■ EXERCISE AIM ■
Turn the records, from the line with "identify the forked" through the end, into a Markdown table with columns named No. and Text. Give each line its own numbered row and leave out blank lines.

■ RECORDS SHOWN ■
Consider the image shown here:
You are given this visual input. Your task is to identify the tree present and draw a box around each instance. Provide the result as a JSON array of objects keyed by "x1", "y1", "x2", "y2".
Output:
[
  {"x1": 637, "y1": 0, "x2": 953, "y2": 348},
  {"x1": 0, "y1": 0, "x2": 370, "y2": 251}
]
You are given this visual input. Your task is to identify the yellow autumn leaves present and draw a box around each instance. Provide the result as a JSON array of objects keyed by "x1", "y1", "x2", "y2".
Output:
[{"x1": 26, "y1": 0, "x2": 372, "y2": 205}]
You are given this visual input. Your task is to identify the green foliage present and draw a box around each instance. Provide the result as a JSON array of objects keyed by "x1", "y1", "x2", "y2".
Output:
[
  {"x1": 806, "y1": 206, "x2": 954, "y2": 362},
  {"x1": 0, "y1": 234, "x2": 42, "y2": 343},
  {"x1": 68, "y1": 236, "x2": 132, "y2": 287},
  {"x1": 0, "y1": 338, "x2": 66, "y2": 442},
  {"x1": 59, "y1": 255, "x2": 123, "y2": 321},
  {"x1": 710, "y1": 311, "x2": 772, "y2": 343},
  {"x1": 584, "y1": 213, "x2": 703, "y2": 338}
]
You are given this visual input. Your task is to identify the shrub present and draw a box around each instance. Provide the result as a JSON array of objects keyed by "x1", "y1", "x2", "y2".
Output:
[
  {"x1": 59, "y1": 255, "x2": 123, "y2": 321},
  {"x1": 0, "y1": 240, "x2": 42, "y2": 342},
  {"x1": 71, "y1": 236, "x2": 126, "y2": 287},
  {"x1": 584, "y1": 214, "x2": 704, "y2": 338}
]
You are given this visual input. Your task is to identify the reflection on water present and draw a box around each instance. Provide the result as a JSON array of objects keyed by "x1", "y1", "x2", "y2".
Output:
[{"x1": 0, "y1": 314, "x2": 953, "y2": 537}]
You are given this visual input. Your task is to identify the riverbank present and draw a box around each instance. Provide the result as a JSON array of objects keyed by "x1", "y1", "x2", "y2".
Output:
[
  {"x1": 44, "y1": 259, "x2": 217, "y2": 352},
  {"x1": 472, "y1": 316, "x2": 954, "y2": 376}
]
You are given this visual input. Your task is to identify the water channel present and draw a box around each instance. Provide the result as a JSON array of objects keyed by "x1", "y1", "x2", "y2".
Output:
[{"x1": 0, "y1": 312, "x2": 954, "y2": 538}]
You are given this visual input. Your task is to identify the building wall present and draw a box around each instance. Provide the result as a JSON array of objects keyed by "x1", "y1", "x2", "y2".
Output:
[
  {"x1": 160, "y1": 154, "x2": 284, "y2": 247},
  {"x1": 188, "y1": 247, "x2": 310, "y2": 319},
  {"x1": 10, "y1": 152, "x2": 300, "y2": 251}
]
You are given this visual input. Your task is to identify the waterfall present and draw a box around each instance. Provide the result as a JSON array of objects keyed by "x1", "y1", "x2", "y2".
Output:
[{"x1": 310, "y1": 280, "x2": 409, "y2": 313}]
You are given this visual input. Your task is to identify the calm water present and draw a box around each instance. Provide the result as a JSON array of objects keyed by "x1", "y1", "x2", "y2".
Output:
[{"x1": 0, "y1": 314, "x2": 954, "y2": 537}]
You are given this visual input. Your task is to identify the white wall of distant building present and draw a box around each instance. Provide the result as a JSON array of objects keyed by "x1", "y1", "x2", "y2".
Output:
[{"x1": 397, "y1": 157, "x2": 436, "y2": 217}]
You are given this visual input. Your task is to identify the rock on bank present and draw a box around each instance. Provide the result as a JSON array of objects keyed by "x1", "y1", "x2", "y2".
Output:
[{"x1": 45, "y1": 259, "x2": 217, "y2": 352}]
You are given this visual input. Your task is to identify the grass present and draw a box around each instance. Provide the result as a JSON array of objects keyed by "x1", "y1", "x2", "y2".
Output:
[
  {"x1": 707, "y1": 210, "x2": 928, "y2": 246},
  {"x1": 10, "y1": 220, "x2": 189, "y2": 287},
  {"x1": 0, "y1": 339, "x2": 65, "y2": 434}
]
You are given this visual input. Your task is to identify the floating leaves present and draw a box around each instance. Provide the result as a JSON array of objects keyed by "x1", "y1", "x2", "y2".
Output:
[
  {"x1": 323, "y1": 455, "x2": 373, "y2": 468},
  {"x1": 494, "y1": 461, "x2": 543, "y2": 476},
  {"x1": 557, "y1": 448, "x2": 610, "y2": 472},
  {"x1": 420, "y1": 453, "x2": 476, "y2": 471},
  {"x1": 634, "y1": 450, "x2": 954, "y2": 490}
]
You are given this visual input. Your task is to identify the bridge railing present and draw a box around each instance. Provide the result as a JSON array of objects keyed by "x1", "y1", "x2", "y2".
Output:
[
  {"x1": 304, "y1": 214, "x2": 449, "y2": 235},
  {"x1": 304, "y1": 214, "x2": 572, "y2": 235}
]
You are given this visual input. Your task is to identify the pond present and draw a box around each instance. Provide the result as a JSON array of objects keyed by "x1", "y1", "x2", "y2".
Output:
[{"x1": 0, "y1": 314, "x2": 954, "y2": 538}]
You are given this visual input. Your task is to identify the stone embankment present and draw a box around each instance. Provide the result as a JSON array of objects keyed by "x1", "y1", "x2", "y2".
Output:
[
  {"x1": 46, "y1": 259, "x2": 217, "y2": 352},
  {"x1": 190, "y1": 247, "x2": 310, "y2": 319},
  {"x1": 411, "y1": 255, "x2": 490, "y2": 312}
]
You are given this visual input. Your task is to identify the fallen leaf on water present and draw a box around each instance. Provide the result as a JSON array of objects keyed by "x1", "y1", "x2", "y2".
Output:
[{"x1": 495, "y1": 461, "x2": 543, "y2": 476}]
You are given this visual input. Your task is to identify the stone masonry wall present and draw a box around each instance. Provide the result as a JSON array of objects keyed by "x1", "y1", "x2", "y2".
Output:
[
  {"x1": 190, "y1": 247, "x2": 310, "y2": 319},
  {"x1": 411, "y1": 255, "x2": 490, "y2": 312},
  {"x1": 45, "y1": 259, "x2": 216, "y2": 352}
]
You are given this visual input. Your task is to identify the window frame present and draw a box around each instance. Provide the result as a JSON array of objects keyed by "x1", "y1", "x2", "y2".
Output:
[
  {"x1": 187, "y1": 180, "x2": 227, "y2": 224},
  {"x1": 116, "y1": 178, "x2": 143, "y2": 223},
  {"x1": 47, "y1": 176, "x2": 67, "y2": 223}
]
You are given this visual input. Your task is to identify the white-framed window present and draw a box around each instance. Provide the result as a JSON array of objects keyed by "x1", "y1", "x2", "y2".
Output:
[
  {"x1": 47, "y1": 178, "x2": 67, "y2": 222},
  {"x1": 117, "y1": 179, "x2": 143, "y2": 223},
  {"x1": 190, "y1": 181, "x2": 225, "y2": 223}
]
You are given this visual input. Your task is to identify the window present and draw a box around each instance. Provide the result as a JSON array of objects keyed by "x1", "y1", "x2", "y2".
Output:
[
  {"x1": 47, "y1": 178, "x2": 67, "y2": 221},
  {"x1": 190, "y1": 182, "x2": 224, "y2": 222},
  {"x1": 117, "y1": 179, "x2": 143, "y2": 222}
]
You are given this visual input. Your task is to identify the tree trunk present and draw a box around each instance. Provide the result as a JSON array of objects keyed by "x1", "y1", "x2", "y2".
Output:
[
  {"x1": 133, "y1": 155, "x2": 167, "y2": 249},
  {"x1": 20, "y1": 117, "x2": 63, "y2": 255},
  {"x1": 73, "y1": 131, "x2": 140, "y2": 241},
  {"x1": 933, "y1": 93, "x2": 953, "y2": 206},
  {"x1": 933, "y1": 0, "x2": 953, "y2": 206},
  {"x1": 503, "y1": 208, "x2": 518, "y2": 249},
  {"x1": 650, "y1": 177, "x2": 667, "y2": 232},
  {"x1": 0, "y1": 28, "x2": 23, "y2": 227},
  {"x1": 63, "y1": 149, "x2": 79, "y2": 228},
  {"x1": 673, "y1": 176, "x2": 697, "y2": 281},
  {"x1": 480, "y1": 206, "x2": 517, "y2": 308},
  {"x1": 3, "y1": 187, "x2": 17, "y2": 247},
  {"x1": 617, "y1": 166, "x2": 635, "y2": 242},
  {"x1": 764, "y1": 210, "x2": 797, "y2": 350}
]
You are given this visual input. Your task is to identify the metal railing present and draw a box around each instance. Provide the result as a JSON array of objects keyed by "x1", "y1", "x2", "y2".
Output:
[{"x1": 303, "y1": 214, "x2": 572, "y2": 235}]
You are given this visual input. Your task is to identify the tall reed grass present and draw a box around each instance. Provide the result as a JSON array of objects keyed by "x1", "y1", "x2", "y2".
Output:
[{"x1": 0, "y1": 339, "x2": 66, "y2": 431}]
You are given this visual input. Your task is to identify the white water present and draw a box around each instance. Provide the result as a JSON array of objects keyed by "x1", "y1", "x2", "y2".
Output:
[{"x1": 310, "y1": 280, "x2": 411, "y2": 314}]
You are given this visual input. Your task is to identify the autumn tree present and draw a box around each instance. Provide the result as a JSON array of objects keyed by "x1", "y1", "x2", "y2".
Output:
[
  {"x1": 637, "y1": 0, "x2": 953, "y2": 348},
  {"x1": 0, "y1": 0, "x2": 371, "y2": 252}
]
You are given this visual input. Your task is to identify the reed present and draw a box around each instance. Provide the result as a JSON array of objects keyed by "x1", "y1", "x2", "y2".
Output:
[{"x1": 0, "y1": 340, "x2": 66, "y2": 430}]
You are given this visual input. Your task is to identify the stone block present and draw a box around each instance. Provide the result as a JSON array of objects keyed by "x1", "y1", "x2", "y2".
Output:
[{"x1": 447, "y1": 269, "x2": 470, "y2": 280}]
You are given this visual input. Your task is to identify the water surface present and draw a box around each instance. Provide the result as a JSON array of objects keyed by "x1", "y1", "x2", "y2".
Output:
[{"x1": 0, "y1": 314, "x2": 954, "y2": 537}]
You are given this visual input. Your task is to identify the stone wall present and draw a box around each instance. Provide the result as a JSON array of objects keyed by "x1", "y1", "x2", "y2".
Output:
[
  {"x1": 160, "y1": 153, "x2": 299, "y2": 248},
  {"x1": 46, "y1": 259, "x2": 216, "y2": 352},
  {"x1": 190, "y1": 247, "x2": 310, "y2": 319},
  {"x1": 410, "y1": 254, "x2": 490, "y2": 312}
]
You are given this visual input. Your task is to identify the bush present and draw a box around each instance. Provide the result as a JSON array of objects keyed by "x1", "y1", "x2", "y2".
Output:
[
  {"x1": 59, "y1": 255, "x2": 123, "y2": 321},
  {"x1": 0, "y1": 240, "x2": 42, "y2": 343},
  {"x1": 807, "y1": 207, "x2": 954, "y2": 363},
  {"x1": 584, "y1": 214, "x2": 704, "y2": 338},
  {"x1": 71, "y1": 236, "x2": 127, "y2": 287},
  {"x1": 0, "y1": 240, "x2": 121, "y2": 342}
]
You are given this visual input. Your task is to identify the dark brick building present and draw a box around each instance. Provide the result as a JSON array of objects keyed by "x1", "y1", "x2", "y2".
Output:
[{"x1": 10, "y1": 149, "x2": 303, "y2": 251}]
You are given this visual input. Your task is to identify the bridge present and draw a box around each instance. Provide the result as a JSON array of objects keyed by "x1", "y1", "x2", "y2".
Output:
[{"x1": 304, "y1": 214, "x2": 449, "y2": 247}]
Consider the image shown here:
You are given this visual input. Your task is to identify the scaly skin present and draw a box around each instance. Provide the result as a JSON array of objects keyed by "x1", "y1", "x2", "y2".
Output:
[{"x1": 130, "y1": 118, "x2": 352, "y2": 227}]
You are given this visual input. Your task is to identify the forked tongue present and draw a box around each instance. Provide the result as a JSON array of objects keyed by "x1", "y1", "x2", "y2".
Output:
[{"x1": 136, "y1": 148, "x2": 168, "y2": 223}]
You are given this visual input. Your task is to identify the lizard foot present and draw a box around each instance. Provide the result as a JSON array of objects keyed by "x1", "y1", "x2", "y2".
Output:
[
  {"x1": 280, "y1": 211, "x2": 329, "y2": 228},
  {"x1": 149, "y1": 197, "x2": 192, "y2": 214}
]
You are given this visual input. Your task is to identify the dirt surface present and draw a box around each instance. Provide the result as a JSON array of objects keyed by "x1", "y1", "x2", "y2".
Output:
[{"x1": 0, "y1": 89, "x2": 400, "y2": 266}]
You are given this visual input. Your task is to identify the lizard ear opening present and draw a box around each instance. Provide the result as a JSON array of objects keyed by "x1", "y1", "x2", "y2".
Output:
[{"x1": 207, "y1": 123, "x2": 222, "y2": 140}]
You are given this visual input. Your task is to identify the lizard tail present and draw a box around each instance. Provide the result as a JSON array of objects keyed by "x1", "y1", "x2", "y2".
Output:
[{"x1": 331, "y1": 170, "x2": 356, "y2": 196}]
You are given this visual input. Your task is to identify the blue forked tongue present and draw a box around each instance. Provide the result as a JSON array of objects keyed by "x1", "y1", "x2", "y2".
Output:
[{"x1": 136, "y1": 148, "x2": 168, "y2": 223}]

■ SOLUTION TO THIS PROBLEM ■
| No. | Text |
|---|---|
| 1 | You are given this visual input. Your task is to identify the forked tongue present and draw a box around each instance. Provide the result as a JSON array of objects keyed by "x1", "y1", "x2", "y2". |
| 2 | Output: |
| 3 | [{"x1": 136, "y1": 148, "x2": 168, "y2": 223}] |
| 4 | You are given this visual input. Your task is to identify the lizard foot present and draw a box around each instance. Provide the result as a JSON array of objects keyed by "x1", "y1", "x2", "y2". |
| 5 | Output: |
| 6 | [ |
| 7 |   {"x1": 280, "y1": 211, "x2": 329, "y2": 228}, |
| 8 |   {"x1": 149, "y1": 197, "x2": 192, "y2": 214} |
| 9 | ] |
| 10 | You are given this visual input. Your task is to identify the dirt surface present and draw a box around each instance. Provide the result as a JSON array of objects keyed by "x1", "y1", "x2", "y2". |
| 11 | Output: |
| 12 | [{"x1": 0, "y1": 89, "x2": 400, "y2": 266}] |
| 13 | You are given this visual input. Your task is to identify the lizard ear opening present and draw a box around each instance. Provide the result as a JSON array of objects keyed by "x1", "y1", "x2", "y2". |
| 14 | Output: |
| 15 | [{"x1": 207, "y1": 123, "x2": 222, "y2": 140}] |
| 16 | You are given this visual input. Your task is to identify the lizard tail present and draw a box around each instance. Provide the result as a JSON array of objects keyed by "x1", "y1", "x2", "y2". |
| 17 | Output: |
| 18 | [{"x1": 331, "y1": 170, "x2": 356, "y2": 196}] |
| 19 | You are given this visual input. Your task is to identify the blue forked tongue present and draw a box around each instance. Provide the result as a JSON array of objects keyed by "x1", "y1", "x2", "y2". |
| 20 | Output: |
| 21 | [{"x1": 136, "y1": 148, "x2": 168, "y2": 223}] |